Goal of the exercise
Starting at the line that contains "obj: white straw" and ending after the line that contains "left=1138, top=303, right=1163, bottom=395", write those lines out again with "black bag" swapped for "leather bag" and nothing else changed.

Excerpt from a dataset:
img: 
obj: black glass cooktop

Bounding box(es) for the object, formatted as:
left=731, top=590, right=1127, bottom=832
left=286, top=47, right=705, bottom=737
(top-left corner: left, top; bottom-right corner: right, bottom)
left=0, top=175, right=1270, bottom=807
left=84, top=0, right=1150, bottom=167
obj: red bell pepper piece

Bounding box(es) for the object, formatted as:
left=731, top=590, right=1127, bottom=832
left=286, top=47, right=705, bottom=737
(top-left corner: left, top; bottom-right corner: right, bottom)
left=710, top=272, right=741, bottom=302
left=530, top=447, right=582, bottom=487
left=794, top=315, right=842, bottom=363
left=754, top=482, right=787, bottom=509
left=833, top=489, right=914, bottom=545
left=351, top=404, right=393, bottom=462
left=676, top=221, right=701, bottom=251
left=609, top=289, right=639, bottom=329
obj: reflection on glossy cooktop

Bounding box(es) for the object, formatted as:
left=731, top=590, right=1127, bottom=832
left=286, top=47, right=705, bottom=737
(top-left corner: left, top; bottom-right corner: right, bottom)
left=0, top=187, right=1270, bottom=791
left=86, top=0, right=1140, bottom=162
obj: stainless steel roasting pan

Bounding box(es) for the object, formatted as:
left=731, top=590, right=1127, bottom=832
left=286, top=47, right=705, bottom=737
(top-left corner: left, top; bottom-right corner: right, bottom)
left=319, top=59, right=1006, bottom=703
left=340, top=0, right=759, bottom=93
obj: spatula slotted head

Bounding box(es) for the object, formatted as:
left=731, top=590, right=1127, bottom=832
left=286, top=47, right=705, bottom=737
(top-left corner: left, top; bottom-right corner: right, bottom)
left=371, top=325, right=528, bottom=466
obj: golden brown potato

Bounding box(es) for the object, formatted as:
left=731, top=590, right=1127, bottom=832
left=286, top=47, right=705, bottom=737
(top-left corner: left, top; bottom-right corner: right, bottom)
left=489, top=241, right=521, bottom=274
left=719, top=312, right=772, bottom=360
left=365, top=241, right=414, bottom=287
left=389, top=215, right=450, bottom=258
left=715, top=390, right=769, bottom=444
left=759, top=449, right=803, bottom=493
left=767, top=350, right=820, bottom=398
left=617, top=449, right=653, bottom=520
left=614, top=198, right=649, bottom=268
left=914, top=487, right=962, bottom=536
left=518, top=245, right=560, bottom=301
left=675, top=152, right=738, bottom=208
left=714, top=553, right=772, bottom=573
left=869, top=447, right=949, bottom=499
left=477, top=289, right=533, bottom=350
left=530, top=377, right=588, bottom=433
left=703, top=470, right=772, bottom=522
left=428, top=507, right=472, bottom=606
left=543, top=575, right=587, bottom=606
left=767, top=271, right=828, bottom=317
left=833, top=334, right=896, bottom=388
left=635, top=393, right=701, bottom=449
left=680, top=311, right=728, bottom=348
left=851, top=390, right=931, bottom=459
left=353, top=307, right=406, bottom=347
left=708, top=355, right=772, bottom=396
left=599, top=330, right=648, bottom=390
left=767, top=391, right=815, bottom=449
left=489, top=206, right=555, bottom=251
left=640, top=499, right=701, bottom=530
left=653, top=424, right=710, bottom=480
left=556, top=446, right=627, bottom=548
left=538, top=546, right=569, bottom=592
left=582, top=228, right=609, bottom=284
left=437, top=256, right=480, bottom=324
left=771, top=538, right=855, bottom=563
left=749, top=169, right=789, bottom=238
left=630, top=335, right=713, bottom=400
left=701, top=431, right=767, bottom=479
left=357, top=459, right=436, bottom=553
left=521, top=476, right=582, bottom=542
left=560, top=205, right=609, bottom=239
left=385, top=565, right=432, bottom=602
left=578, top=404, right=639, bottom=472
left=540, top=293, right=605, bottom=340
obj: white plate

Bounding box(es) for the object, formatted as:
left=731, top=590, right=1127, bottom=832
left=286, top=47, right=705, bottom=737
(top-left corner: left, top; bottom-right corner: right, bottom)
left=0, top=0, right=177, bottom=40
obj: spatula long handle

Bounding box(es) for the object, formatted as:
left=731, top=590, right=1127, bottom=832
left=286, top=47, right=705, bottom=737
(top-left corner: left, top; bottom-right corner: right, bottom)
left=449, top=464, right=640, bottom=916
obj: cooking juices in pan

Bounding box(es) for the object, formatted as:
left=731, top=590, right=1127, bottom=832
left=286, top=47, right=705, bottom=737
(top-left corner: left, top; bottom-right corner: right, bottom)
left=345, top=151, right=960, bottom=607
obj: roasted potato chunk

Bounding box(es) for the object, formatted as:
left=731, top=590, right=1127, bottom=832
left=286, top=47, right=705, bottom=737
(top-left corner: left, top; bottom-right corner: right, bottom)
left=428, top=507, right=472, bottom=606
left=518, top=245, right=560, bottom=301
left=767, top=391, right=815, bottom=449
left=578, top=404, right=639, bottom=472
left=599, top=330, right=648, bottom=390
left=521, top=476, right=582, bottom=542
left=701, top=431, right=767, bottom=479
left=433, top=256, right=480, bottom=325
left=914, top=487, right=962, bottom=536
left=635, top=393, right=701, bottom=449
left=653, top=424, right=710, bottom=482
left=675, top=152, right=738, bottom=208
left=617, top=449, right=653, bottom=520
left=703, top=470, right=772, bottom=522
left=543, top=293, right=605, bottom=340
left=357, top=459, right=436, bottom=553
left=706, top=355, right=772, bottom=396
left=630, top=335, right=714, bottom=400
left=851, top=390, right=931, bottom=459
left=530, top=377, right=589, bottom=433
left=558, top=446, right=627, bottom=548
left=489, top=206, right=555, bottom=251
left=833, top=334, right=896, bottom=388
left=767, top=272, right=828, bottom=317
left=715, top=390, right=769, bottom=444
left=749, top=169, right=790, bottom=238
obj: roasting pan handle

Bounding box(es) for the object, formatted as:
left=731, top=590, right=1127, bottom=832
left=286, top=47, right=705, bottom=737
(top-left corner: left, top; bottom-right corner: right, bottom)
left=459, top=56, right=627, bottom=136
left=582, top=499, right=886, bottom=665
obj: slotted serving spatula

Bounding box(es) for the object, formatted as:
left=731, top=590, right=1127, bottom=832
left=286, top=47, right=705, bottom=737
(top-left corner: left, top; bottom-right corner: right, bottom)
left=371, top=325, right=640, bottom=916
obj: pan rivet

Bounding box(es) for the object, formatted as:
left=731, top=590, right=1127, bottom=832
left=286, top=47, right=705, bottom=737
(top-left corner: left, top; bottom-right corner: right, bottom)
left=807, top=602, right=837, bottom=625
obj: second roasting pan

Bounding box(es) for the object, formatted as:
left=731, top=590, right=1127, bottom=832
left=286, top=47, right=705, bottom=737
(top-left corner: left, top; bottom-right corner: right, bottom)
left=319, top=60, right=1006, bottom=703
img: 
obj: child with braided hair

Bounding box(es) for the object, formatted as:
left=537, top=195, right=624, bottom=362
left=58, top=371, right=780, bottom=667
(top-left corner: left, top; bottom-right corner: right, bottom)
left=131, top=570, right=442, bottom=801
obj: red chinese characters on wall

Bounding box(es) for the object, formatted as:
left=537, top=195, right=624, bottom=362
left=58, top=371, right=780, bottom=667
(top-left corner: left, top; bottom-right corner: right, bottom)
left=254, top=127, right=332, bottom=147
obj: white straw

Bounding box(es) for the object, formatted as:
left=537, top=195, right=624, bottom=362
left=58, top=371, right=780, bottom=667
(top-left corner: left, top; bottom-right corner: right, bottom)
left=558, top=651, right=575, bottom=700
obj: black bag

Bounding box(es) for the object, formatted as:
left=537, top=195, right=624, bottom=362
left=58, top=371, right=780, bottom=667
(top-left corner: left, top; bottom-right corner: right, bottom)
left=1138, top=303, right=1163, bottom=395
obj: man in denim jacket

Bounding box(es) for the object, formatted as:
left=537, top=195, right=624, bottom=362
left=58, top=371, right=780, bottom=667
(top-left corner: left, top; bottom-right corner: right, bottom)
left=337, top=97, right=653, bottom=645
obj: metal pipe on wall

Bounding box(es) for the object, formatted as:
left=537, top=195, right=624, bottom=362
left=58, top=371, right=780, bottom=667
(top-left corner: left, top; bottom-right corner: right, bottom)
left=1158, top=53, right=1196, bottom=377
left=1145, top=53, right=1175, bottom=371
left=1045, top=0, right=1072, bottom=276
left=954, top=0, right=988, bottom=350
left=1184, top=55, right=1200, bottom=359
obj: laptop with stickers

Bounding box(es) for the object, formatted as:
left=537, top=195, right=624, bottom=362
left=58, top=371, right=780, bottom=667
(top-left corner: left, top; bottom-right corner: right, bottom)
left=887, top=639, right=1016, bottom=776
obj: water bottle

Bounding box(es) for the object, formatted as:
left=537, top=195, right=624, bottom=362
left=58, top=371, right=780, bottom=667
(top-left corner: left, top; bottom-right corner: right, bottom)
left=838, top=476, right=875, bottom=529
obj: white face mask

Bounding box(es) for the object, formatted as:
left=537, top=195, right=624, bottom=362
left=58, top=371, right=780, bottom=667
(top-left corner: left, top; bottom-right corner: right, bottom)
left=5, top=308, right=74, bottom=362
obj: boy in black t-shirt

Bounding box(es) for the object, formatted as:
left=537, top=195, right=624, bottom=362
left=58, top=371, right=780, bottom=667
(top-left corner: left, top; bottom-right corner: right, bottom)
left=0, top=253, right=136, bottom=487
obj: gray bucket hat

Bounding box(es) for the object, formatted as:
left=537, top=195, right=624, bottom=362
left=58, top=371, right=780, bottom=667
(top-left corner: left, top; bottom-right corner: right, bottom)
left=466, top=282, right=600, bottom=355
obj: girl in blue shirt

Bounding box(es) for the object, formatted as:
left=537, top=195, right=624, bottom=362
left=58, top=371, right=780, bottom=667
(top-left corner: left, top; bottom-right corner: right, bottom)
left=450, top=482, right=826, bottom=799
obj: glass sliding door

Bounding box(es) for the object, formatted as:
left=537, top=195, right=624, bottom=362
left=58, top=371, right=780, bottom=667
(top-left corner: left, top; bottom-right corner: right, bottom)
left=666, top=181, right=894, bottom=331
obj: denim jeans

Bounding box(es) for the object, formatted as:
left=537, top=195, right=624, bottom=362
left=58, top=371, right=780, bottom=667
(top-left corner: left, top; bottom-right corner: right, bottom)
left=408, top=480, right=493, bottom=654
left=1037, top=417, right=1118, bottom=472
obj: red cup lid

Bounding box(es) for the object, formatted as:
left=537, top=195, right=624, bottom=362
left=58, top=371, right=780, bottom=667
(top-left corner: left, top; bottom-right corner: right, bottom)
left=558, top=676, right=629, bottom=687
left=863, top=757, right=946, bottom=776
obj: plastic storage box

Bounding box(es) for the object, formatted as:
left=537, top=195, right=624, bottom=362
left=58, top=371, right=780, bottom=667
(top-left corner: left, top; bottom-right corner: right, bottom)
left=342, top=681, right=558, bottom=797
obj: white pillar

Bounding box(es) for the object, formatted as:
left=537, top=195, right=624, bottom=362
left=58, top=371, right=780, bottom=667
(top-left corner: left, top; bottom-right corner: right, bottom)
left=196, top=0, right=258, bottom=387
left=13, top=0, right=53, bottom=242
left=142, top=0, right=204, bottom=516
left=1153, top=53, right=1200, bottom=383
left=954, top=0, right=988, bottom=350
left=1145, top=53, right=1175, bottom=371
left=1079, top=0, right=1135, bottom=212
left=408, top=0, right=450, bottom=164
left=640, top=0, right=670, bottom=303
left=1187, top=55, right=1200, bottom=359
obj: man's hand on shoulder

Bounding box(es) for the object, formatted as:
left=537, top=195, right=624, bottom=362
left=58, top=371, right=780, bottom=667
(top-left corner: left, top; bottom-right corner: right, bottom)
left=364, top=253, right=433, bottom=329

Reply to the task
obj: white straw

Bounding box(es) for the object, formatted as:
left=537, top=195, right=624, bottom=362
left=58, top=371, right=780, bottom=667
(top-left corner: left, top; bottom-right corner: right, bottom)
left=558, top=651, right=575, bottom=700
obj: leather bag

Bounding box(es) for the object, formatted as:
left=537, top=195, right=624, bottom=362
left=58, top=371, right=780, bottom=667
(top-left corner: left, top; bottom-right corner: right, bottom)
left=1138, top=303, right=1163, bottom=395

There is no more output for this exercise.